START RECORDS TO PROCESS
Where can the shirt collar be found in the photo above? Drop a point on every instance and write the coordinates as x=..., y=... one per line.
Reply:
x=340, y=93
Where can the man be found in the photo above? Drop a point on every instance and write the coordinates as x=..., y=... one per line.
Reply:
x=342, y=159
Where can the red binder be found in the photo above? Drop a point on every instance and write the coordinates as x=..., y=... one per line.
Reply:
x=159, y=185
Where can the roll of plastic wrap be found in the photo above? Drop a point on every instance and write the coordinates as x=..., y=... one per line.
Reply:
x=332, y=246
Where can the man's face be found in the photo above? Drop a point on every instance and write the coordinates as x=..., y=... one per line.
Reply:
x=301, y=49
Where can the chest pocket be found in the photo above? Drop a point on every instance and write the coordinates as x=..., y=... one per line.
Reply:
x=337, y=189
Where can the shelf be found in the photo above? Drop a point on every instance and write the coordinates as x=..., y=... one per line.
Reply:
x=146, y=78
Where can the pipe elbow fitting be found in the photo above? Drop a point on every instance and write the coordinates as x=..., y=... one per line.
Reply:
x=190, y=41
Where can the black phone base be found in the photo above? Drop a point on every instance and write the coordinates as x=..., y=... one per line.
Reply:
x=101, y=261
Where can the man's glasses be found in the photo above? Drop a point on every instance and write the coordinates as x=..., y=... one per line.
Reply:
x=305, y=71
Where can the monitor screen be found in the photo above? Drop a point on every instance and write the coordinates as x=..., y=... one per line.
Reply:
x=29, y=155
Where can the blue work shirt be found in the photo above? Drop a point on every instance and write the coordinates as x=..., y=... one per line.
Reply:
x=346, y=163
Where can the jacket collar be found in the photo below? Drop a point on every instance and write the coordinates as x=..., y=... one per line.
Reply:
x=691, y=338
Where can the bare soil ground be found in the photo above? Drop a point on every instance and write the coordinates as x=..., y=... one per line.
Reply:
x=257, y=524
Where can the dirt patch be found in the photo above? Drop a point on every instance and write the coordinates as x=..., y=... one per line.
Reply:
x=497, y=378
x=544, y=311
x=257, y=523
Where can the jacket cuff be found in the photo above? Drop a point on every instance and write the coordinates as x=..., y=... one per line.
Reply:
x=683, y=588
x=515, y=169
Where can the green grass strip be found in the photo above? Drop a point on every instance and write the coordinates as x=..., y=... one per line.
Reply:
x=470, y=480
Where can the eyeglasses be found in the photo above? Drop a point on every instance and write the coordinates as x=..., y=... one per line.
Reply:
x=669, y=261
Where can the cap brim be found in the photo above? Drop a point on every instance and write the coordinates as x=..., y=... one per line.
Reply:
END RECORDS TO PROCESS
**WHAT THE TASK ASKS**
Work through the records above. Copy every line with the string "jacket".

**WRITTEN SOLUTION**
Where can the jacket collar be found in the photo below? Drop a point on every instance and write the coordinates as x=..., y=... one per line.
Where can the jacket cuff be found in the photo above? Drop a point on every instance and write the coordinates as x=..., y=... one per line.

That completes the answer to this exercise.